● **Data under study**
********

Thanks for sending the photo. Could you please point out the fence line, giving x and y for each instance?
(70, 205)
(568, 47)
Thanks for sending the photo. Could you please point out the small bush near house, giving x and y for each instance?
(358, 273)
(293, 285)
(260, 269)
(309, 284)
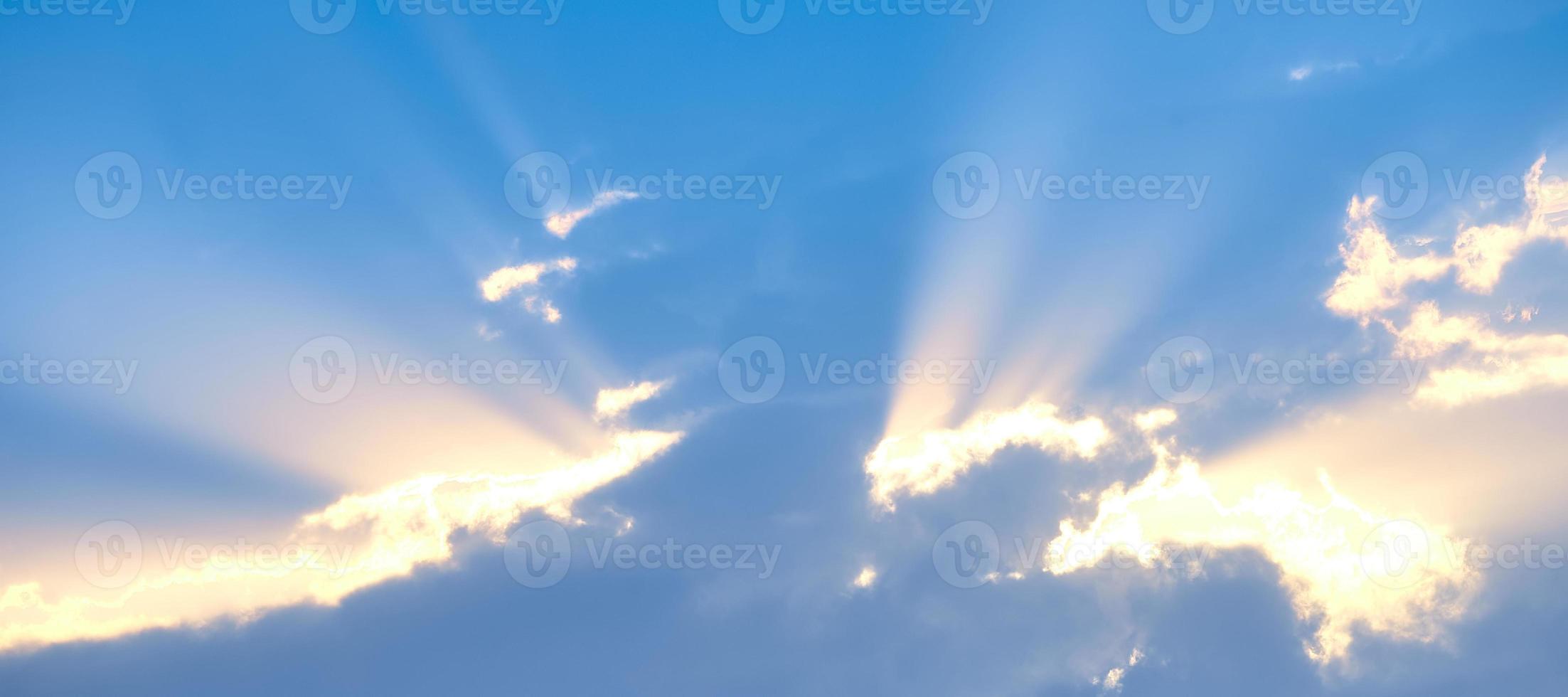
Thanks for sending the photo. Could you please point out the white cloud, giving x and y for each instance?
(1319, 542)
(615, 403)
(375, 537)
(922, 464)
(503, 282)
(543, 308)
(560, 225)
(1302, 73)
(866, 578)
(1326, 550)
(1466, 358)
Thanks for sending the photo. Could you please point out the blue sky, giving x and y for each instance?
(316, 361)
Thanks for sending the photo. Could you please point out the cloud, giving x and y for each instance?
(1324, 546)
(1297, 74)
(922, 464)
(1466, 358)
(1327, 550)
(503, 282)
(560, 225)
(866, 578)
(1112, 682)
(614, 403)
(368, 539)
(543, 308)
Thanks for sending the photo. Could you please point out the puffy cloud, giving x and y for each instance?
(926, 462)
(503, 282)
(866, 578)
(543, 308)
(1466, 358)
(614, 403)
(1375, 272)
(560, 225)
(1343, 565)
(366, 539)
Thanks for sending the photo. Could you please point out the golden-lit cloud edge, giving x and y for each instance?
(1466, 358)
(366, 539)
(1333, 555)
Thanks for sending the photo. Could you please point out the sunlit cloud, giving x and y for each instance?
(1466, 358)
(866, 578)
(368, 539)
(617, 400)
(926, 462)
(560, 225)
(1338, 561)
(503, 282)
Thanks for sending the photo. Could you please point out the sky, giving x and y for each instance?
(783, 347)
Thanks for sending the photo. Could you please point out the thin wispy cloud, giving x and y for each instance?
(562, 225)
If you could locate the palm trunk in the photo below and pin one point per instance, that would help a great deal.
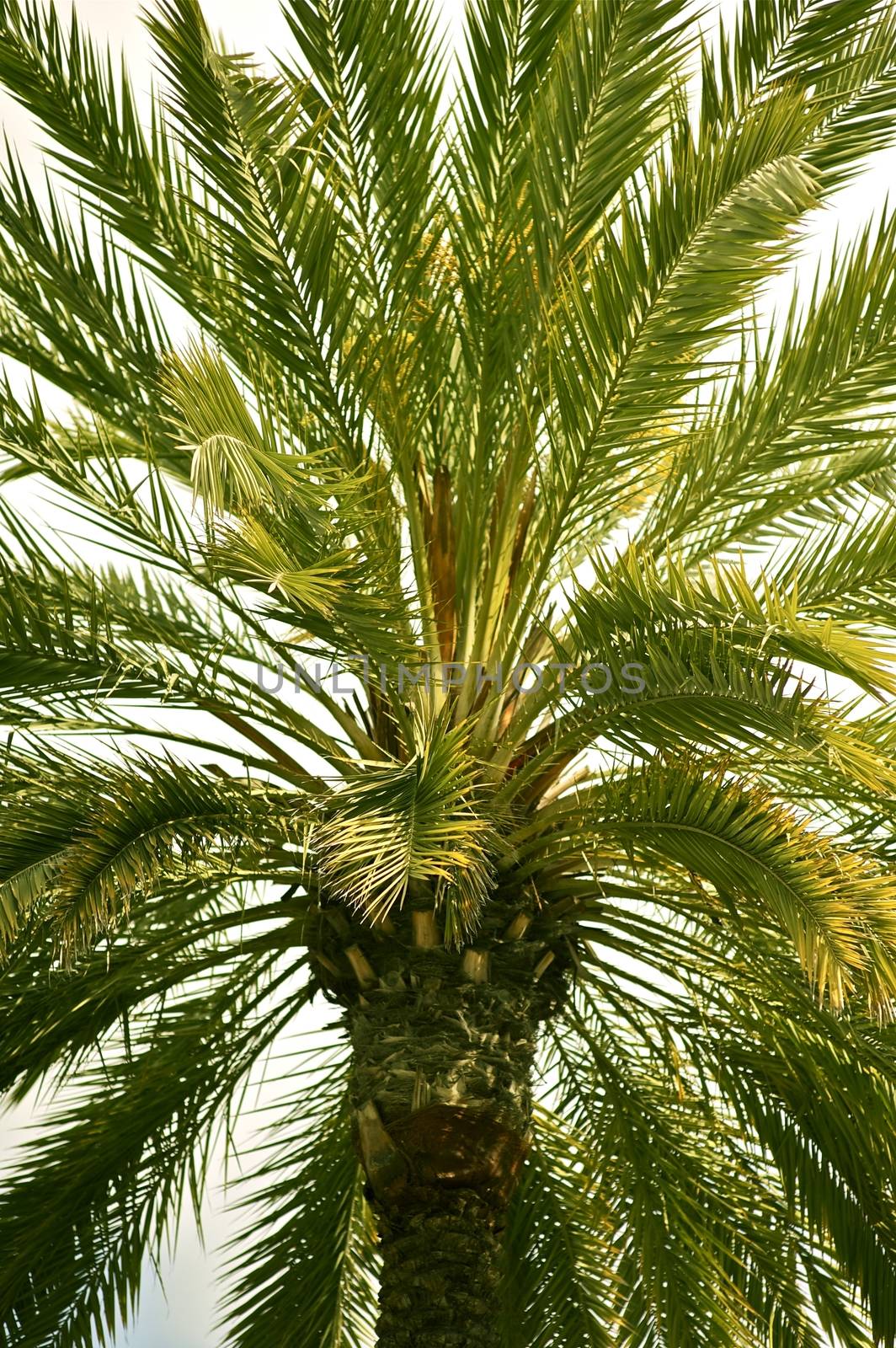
(441, 1273)
(444, 1045)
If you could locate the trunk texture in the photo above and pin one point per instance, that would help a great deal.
(444, 1044)
(441, 1274)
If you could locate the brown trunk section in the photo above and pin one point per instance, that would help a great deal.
(444, 1044)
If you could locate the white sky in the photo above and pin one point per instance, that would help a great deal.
(185, 1319)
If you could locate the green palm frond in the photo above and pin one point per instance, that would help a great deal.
(472, 395)
(305, 1264)
(89, 1201)
(413, 824)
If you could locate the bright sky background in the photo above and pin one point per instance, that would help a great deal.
(182, 1318)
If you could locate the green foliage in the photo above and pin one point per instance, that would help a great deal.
(475, 381)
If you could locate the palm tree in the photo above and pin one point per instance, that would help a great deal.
(590, 867)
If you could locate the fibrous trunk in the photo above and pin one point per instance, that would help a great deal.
(444, 1044)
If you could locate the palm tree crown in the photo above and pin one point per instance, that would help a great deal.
(593, 869)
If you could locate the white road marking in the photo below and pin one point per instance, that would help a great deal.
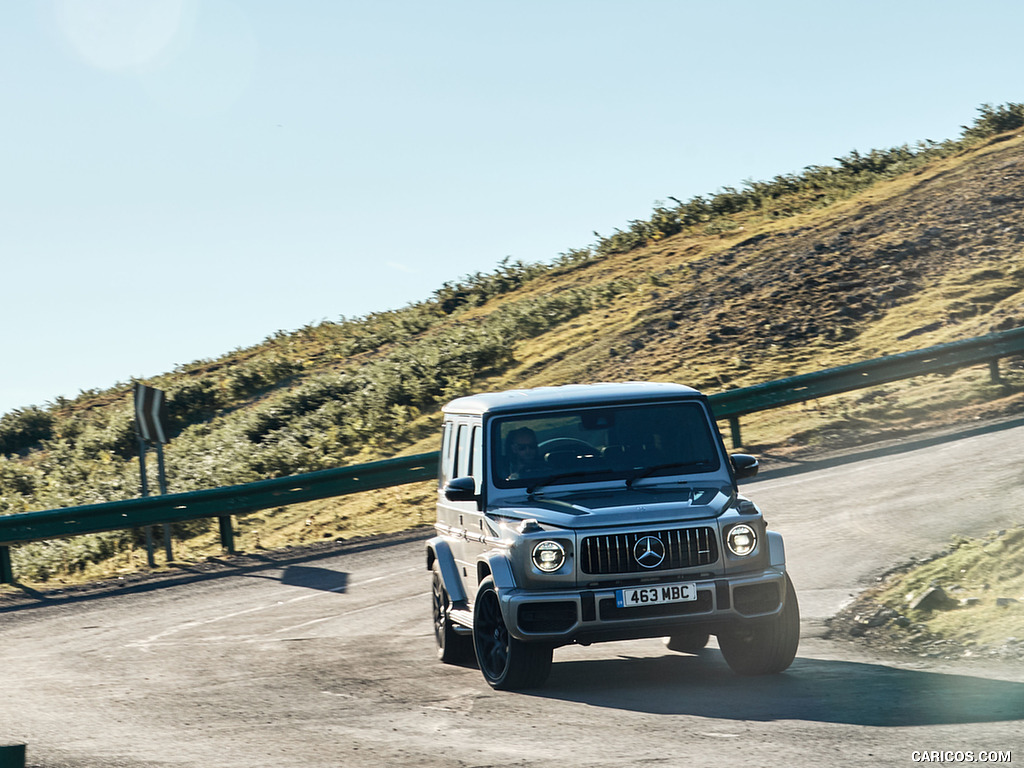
(160, 636)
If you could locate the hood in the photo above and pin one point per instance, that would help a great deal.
(617, 507)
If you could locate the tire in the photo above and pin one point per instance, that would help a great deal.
(687, 642)
(765, 648)
(507, 664)
(452, 647)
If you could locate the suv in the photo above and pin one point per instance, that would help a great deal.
(586, 513)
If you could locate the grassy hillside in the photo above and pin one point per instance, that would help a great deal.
(885, 252)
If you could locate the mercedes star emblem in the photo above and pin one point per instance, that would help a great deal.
(649, 552)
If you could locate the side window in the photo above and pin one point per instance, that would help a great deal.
(462, 451)
(448, 452)
(476, 462)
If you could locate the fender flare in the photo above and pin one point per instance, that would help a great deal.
(440, 552)
(776, 550)
(498, 565)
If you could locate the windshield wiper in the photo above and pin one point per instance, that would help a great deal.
(531, 488)
(671, 465)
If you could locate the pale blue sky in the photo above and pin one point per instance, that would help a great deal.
(179, 178)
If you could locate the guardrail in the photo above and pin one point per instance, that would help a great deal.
(233, 500)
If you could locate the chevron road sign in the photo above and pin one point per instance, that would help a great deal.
(151, 414)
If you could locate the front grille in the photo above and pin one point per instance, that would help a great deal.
(684, 548)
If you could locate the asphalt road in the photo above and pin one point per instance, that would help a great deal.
(329, 660)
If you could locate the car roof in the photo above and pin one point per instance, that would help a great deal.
(568, 395)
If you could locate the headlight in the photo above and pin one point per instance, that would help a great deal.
(549, 556)
(741, 540)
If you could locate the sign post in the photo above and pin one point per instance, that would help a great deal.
(151, 416)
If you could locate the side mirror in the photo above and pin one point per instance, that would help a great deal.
(461, 489)
(743, 466)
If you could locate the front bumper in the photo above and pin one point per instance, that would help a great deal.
(584, 616)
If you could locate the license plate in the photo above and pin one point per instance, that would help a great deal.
(655, 595)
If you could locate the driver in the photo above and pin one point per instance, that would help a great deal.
(524, 457)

********

Where a picture appears, omit it, and otherwise retype the material exactly.

Thanks for sending the photo. Could you please point out the fence line, giving x and y for each instance?
(70, 205)
(568, 47)
Thanks for sending the photo. Could you please point out the small bush near house, giving x and y for each instance?
(358, 273)
(293, 285)
(260, 269)
(309, 284)
Thanks for sending the photo. Could you please point out the white cloud, giving x and y for each instance?
(1319, 542)
(615, 403)
(375, 537)
(922, 464)
(503, 282)
(543, 308)
(560, 225)
(1302, 73)
(866, 578)
(1326, 550)
(1466, 358)
Thanks for sending the photo. Could you please point out the blue sky, giving x and y for each instance?
(316, 361)
Thanks for sending the photo. Could you please point out the cloud, giving x and y for each instance?
(1324, 546)
(1297, 74)
(922, 464)
(1466, 358)
(1327, 550)
(503, 282)
(560, 225)
(866, 578)
(1112, 682)
(614, 403)
(368, 539)
(543, 308)
Thanks for sending the photo. Could you please point out the puffy cloud, giving x and y for each instance?
(926, 462)
(503, 282)
(866, 578)
(543, 308)
(1466, 358)
(614, 403)
(1375, 272)
(560, 225)
(1343, 565)
(366, 539)
Thanks for sending the photo. Could you please point out the golden-lit cloud edge, giving x and y for each instance?
(1466, 358)
(366, 539)
(1333, 555)
Thanks for sending the photo. Could you please point out the sunlit cloud, giving x and y for each instance?
(1466, 358)
(866, 578)
(368, 539)
(617, 400)
(926, 462)
(560, 225)
(1338, 561)
(503, 282)
Thanks for sending the photo. Could you please point out the sky, giving x and y for each instance?
(783, 347)
Thanks for sending the photo. Could you please point out the thin wispy cloud, giving x and y for each instance?
(562, 225)
If you could locate the palm trunk in the photo below and pin one point per instance, that would help a great deal.
(441, 1273)
(444, 1045)
If you could locate the trunk texture in the photo above and pin one point per instance, that would help a great deal.
(444, 1044)
(441, 1274)
If you could locate the brown trunk section in the photo above and pin one point per instance, that would help a great deal.
(444, 1044)
If you could locate the white sky in the photo above and pin one point per instance, that would help a great deal.
(185, 1319)
If you could locate the green palm frond in the photo above and pin one point per instance, that would help a great deal.
(472, 395)
(305, 1264)
(89, 1201)
(413, 824)
If you could locate the bright sky background in the photo above and pin one point per instance, that would help a great deal.
(182, 1318)
If you could locate the green foliage in the photo above and pin one point per instance, that would help a great deal.
(475, 381)
If you could locate the palm tree in the photo above and pin one point per instance, that would help a great deal.
(590, 867)
If you could locate the fibrous trunk in the photo above and pin one point per instance, that would help a great deal.
(444, 1044)
If you could locate the palm tree crown in the photo above and pin one point per instance, that would help a great deal.
(593, 869)
If you could locate the white road marking in the photo below and pin one point per instance, that would help a great deal.
(160, 636)
If you could locate the hood in the photo above and pin one point per instance, that would help a great deal.
(617, 507)
If you could locate the tire in the photo above and pin one point per instance, that would help a great deal.
(687, 642)
(765, 648)
(507, 664)
(452, 647)
If you could locate the suv in the photo above and pin one point per instance, that would help a great deal.
(586, 513)
If you could locate the grassy hillside in the photo above and pin one point per instance, that would help a great deal.
(885, 252)
If you could locate the mercedes star emblem in the photo above and pin one point per instance, that would help a great deal.
(649, 552)
If you could locate the side window in the photo above and pin one point per instance, that would help a great deal.
(462, 451)
(448, 452)
(476, 462)
If you could locate the fender flare in the photo above and pin one point per instance, that would help a great deal.
(440, 552)
(776, 550)
(498, 565)
If you could locate the windshield wiper in the photo above and pin one point per instance, that would help a great deal.
(531, 488)
(671, 465)
If you could locate the pale blue sky in the photo above and pin one point per instance, that would help a great deal.
(179, 178)
If you could locate the guardrail in the photo above and pin one point per instance, that would help a great deal.
(233, 500)
If you could locate the chevron road sign in the photo above and pin one point per instance, that would help a great deal.
(151, 414)
If you could locate the front grille in the photo above and pin one point per instance, that would help a great deal.
(684, 548)
If you could locate the asphalt road in the photo above and pin one point per instance, that would help a great deal.
(329, 660)
If you could locate the car roof in the photo above and pin one point per instance, that would help a great deal.
(568, 395)
If you could locate the headlight in the photo above and pin one point per instance, that would help a great deal.
(549, 556)
(741, 540)
If you could locate the sign post in the photo above and pin one point per instance, that would help a great deal.
(151, 416)
If you could locate the side mirror in the photo above and pin one point per instance, that would help a great deal.
(461, 489)
(743, 466)
If you could locate the front bumper in the photo above and pin one point per instance, that would help a great deal.
(584, 616)
If you could locate the license plate in the photo above and pin one point per instance, that would help a great deal.
(655, 595)
If you could locate the driver in the photo above and pin one point per instance, that would help a great deal.
(524, 457)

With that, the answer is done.